Pointing dataset entries:
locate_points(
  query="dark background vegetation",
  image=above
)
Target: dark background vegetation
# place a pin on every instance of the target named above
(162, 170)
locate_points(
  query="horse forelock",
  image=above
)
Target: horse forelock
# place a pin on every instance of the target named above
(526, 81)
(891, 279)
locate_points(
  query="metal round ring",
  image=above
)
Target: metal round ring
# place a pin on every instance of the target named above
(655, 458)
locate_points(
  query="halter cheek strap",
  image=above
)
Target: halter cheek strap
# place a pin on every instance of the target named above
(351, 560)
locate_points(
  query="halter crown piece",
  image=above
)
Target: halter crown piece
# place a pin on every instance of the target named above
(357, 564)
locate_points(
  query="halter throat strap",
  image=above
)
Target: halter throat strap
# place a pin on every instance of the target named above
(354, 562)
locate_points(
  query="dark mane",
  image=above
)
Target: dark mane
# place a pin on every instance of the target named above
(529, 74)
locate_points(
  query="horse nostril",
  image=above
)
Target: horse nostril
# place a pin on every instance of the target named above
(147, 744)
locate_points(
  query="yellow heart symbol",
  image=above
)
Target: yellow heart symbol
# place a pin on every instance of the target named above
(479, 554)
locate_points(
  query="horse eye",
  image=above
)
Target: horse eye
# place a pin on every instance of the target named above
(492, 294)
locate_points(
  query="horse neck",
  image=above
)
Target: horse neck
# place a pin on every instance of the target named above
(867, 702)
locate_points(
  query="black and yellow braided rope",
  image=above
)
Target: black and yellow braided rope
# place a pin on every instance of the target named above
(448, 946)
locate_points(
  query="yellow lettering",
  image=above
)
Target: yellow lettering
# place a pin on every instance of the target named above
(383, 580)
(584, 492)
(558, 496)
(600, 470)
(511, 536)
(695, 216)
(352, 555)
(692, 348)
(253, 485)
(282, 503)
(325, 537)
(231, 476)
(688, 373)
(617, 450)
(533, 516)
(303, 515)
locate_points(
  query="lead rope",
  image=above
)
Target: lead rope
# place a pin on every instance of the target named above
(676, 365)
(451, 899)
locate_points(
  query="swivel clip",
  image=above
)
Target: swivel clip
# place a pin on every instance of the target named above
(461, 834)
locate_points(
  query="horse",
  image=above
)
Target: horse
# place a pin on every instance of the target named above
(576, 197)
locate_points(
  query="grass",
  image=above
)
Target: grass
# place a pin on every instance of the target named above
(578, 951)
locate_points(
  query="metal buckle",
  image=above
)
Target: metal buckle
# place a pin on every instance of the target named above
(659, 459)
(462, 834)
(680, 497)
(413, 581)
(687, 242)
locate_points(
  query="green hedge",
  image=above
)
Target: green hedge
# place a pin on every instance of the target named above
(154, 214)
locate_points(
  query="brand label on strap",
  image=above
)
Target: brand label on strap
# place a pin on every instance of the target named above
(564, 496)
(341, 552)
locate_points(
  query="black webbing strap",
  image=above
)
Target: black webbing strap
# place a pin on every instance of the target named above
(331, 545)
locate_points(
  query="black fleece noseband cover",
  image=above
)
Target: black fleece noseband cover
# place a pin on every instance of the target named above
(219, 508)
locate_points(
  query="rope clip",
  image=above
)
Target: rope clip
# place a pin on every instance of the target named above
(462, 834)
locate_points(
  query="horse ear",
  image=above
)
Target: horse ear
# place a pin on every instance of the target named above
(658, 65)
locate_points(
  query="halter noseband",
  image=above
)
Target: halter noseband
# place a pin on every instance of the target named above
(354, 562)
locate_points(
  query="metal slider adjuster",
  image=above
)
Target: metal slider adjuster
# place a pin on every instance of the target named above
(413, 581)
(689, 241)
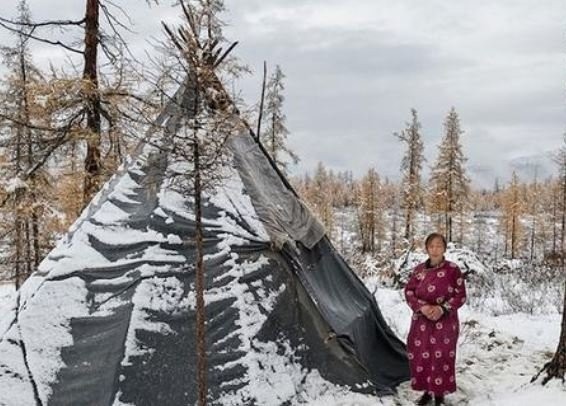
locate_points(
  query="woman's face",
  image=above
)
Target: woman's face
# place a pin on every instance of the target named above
(435, 249)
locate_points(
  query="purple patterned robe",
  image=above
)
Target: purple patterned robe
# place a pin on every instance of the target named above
(431, 345)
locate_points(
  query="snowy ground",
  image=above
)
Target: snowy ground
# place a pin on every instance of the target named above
(497, 357)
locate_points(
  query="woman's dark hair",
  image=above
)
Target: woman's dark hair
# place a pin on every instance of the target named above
(432, 236)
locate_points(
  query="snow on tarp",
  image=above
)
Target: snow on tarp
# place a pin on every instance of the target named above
(109, 318)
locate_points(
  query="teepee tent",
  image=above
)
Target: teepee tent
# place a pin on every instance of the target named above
(109, 317)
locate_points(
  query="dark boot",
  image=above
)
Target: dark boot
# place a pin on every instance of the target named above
(424, 399)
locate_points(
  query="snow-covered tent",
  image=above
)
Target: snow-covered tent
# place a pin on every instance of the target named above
(109, 318)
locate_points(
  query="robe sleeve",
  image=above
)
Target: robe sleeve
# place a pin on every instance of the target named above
(458, 297)
(410, 292)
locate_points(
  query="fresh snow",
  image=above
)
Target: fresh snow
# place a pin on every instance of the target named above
(498, 355)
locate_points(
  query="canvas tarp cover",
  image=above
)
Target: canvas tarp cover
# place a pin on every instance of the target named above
(109, 318)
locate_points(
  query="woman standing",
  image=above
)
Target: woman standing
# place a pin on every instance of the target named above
(434, 292)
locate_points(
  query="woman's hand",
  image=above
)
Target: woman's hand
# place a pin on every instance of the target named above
(432, 312)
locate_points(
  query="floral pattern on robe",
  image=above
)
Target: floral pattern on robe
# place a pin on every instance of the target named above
(431, 345)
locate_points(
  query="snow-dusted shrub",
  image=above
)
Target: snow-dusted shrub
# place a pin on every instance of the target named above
(532, 289)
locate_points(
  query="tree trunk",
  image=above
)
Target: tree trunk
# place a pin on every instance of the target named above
(92, 162)
(201, 325)
(260, 115)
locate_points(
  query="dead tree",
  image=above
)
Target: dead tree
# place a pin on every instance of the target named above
(212, 120)
(556, 367)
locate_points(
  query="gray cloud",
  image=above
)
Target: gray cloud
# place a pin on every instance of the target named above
(355, 70)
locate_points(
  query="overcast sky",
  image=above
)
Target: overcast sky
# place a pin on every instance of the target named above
(355, 69)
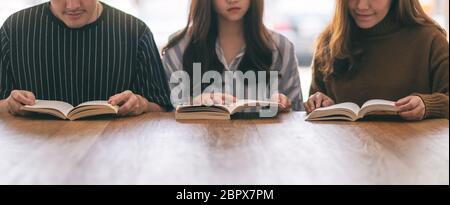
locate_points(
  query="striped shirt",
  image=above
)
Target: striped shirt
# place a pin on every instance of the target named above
(117, 52)
(284, 61)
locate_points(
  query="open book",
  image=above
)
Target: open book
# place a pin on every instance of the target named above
(352, 112)
(219, 112)
(66, 111)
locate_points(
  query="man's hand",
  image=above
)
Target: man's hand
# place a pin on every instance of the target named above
(17, 100)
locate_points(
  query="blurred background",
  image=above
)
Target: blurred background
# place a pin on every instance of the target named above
(300, 21)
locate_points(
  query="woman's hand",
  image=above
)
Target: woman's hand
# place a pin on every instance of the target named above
(316, 101)
(283, 100)
(411, 108)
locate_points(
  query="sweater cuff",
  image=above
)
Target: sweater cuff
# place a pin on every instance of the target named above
(436, 105)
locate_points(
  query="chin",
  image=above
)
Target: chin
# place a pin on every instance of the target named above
(365, 25)
(74, 24)
(234, 18)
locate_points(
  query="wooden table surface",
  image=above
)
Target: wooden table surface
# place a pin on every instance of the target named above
(156, 149)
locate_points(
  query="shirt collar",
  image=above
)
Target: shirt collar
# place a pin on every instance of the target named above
(233, 66)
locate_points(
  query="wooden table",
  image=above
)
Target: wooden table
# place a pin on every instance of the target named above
(156, 149)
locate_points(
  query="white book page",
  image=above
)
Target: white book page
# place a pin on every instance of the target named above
(251, 103)
(63, 107)
(94, 103)
(378, 102)
(349, 106)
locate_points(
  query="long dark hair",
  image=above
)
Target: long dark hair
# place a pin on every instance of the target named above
(202, 27)
(335, 43)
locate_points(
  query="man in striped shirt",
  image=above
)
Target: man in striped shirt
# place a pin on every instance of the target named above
(78, 51)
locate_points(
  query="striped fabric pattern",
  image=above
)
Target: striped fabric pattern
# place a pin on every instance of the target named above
(115, 53)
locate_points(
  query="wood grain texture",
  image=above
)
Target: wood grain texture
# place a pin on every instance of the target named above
(156, 149)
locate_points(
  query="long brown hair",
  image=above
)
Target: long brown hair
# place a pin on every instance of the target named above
(202, 27)
(336, 43)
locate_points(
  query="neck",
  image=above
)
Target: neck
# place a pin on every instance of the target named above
(231, 29)
(98, 12)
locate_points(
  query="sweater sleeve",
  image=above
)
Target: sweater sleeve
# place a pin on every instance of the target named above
(436, 103)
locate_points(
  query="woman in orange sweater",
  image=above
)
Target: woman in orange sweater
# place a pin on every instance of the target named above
(382, 49)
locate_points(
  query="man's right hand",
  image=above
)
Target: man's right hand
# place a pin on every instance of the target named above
(17, 100)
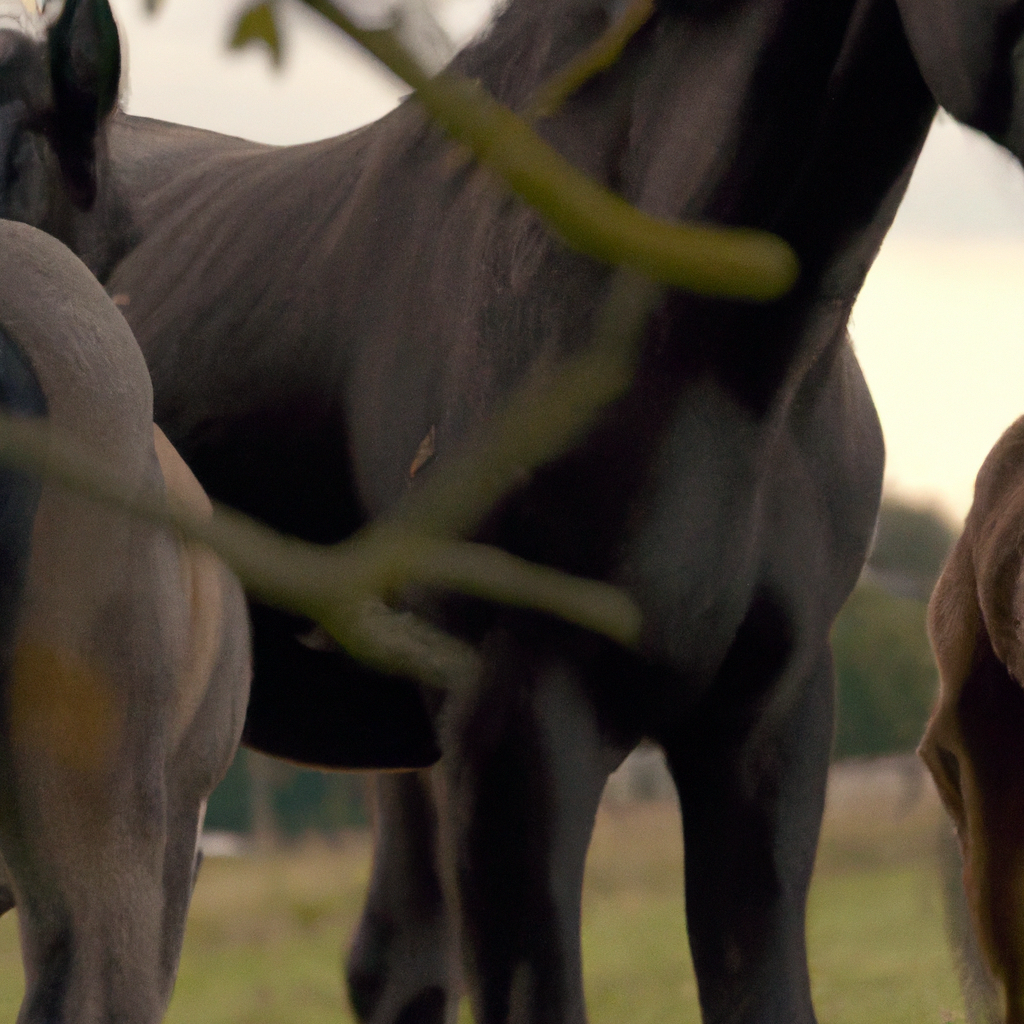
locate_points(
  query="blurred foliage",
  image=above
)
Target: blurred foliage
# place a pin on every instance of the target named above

> **Given request**: From the listing above, return each line that contains the string "rope".

> **Problem solution**:
  query="black and yellow braided rope",
Target: black and yellow braided rope
  query="lead rope",
Target: lead rope
  query="rope clip",
Target: rope clip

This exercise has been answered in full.